Our team is focused on prudent risk and portfolio management, while pursuing growth. With that, I will turn the call back over to Ted Goldthorpe. .

Ted Goldthorpe

Thank you, Jason. We achieved another solid quarter and are confident that we will continue to grow our portfolio, despite the increased turbulence in the economy, driven by inflation, supply chain and the ongoing envision. We are prudent with our investments and are hopeful for the future. Thank you for all your support.

This concludes our prepared remarks. And I will now turn over the call to the operator for any questions. .

Operator

Our first question comes from Christopher Nolan of Ladenburg Thalmann. Please proceed. .

Christopher Nolan

Hey, guys. The new... .

Ted Goldthorpe

Hi, Chris. .

Christopher Nolan

Hi, guys. The new capital structure.

Jason, any guidance or ideas, how much of a per-share savings that could represent?.

Jason Roos

I can give you. Yeah. Just roughly, I would say life to date including the finance restructuring that we did last year $10. I would say it's roughly 600 grand a quarter..

Patrick Schafer Chief Investment Officer

Chris, if you -- this is Patrick. If you look at our Q4 earnings deck, we show a little bit of a -- we show a bridge around NII. And one of those borrowers is the refinancing of the cap structure. The pricing of everything came in kind of exactly as expected. So you could use that chart as a pretty decent proxy to the quarterly impact..

Christopher Nolan

Great. And then related to that, were there any non-accruing or excuse me, non-recurring items -- expense items or income items in the quarter. .

Ted Goldthorpe

Yeah. The expenses is, which should give you a pretty good run rate going forward. There was one item in there around $70,000 expense. We took to write off some of the capitalized expenses for the shelf registration that we had to write off this quarter. Outside of that $70,000. It's pretty close to run rate..

Christopher Nolan

Got you. And then I guess, being able to -- for revenues to cover the dividend, excuse me, revenues to cover expenses. I mean that seems like to be a key goal I would think, at this point.

Any thoughts as to when we might see a crossover when you guys might be profitable?.

Patrick Schafer Chief Investment Officer

Yeah. I think from a profitability perspective, the two big focus is or the main focus has been this new facility, which allows us to do a couple of different things, which is one, lower the cost side of the equation, but two, provides us the ability to kind of increase the asset side.

So we have about $75 million facility and if, we fully drew that facility that would put us at about 1.3 times leverage as compared to the 1.18, where we sit today. So between those two things, those two things should get us in the positive here.

And the question is, how quickly we would deploy that KeyBank facility proceeds plus the cash depending on market conditions. What kind of be the driver of getting from where we are today to something positive.

But again, if you kind of think back to the bridge, we have outlined, I don't think that that gap from where we are today to positive is relying upon any significant change in the equity stakes or kind of a rotation of those to get us into the positive..

Christopher Nolan

Great. Final question, decrease in equity as a percentage of total investments at cost.

It decreased quarter-over-quarter, any color around that?.

Patrick Schafer Chief Investment Officer

No. Honestly, I forgot it, my suspicion is, it is because we increased the asset cost of our other positions as opposed to the equity decreasing, if that makes sense. .

---------------

▶ **LIST OF TASKS**
• a. In the earnings call transcript, about what leverage would fully drawing the facility put the company at?
• b. Rewrite the earnings call transcript starting at "And the question" and ending at "investments at cost.", renaming "KeyBank" to "new".

▶ **DATA SUPPLIED**
---------------

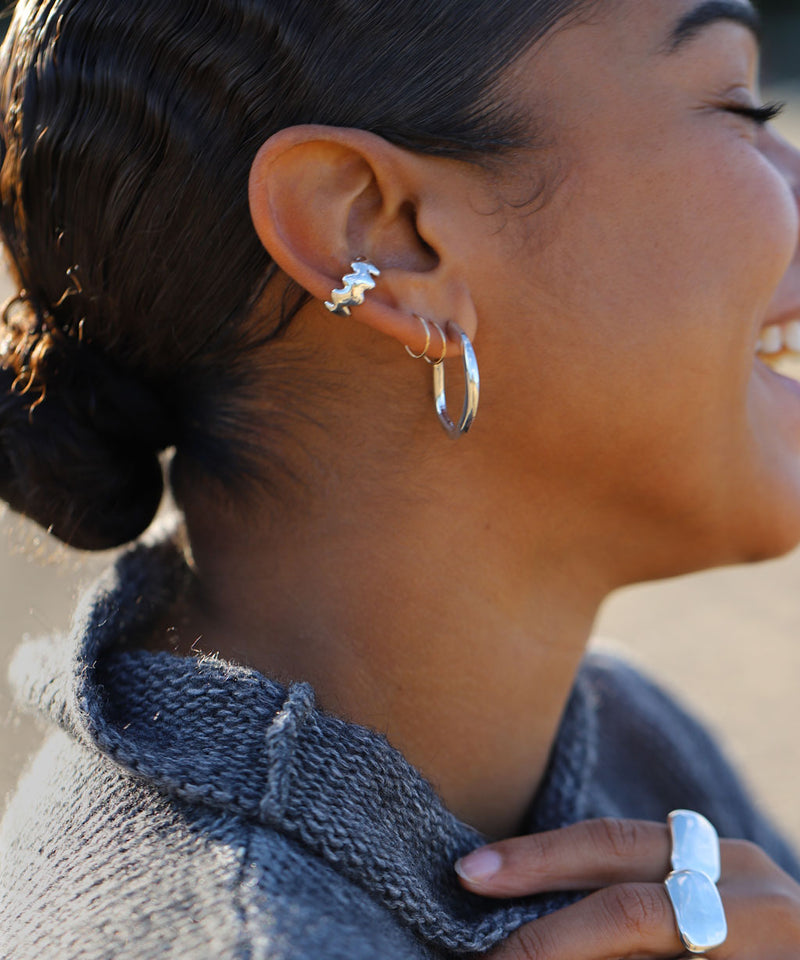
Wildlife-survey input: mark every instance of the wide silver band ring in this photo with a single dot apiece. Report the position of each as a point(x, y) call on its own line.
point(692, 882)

---------------

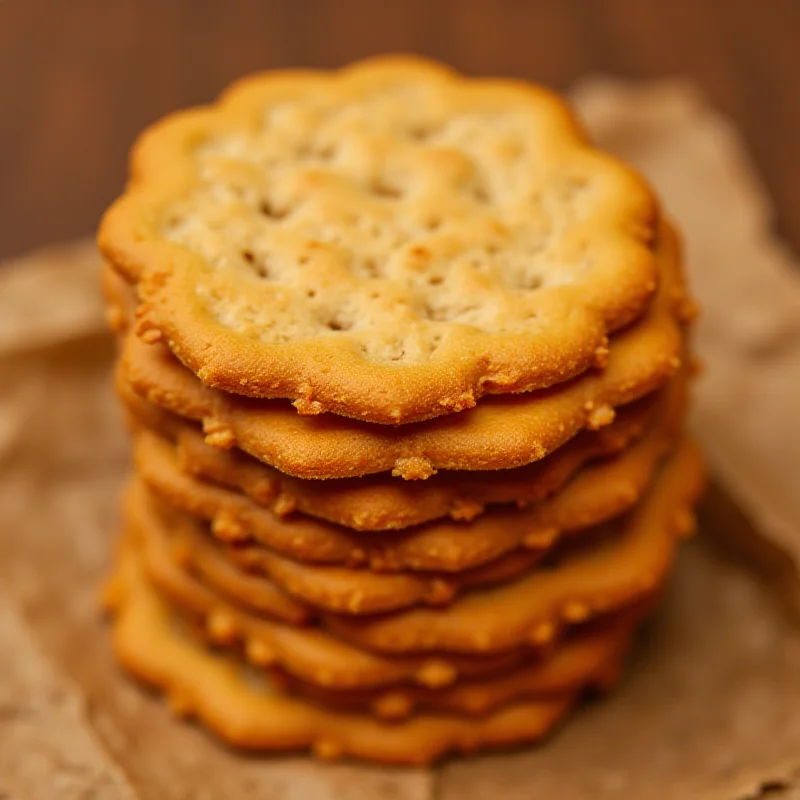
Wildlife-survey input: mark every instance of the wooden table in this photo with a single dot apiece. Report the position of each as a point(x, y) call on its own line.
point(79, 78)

---------------

▶ **EXPECTED RESULTS**
• a. About 1.3 times leverage.

• b.
And the question is, how quickly we would deploy that new facility proceeds plus the cash depending on market conditions. What kind of be the driver of getting from where we are today to something positive.

But again, if you kind of think back to the bridge, we have outlined, I don't think that that gap from where we are today to positive is relying upon any significant change in the equity stakes or kind of a rotation of those to get us into the positive..

Christopher Nolan

Great. Final question, decrease in equity as a percentage of total investments at cost.